→ **TASK TO CARRY OUT**
Would you please return the lines of the entries below starting at the line that has "positive clicks: (328, 142)" and ending at the line that has "142L337 137L289 146L288", both included, exactly as they are?

Data excerpts:
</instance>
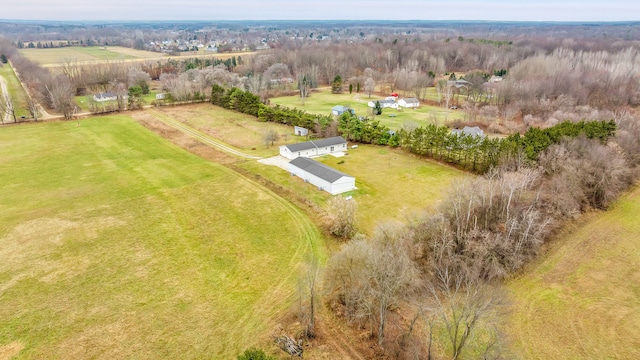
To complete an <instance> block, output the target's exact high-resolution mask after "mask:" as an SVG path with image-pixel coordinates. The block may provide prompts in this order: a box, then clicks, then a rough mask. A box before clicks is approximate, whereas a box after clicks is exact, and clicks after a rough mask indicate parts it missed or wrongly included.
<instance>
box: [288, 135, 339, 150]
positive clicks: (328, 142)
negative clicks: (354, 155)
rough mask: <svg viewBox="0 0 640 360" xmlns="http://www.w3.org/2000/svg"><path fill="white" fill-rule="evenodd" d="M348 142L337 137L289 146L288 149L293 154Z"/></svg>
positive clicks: (305, 141) (328, 138)
mask: <svg viewBox="0 0 640 360" xmlns="http://www.w3.org/2000/svg"><path fill="white" fill-rule="evenodd" d="M346 143H347V140H345V139H344V138H343V137H342V136H335V137H332V138H326V139H320V140H311V141H305V142H301V143H297V144H289V145H287V148H288V149H289V150H290V151H291V152H297V151H304V150H308V149H314V148H320V147H325V146H331V145H339V144H346Z"/></svg>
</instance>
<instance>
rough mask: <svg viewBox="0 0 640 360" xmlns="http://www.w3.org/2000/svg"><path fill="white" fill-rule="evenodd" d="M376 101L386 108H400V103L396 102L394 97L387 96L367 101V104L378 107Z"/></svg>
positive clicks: (374, 106)
mask: <svg viewBox="0 0 640 360" xmlns="http://www.w3.org/2000/svg"><path fill="white" fill-rule="evenodd" d="M376 102H379V103H380V107H381V108H383V109H385V108H391V109H397V108H398V103H396V101H395V100H394V99H393V98H386V99H383V100H373V101H369V102H368V103H367V106H369V107H370V108H374V107H376Z"/></svg>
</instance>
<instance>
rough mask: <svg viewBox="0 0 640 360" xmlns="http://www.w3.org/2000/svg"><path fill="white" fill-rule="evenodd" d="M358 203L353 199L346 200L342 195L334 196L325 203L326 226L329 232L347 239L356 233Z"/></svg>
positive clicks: (348, 238)
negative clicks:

→ **EXERCISE OUTPUT**
positive clicks: (328, 142)
negative clicks: (354, 155)
rough mask: <svg viewBox="0 0 640 360" xmlns="http://www.w3.org/2000/svg"><path fill="white" fill-rule="evenodd" d="M348 142L337 137L289 146L288 149L293 154Z"/></svg>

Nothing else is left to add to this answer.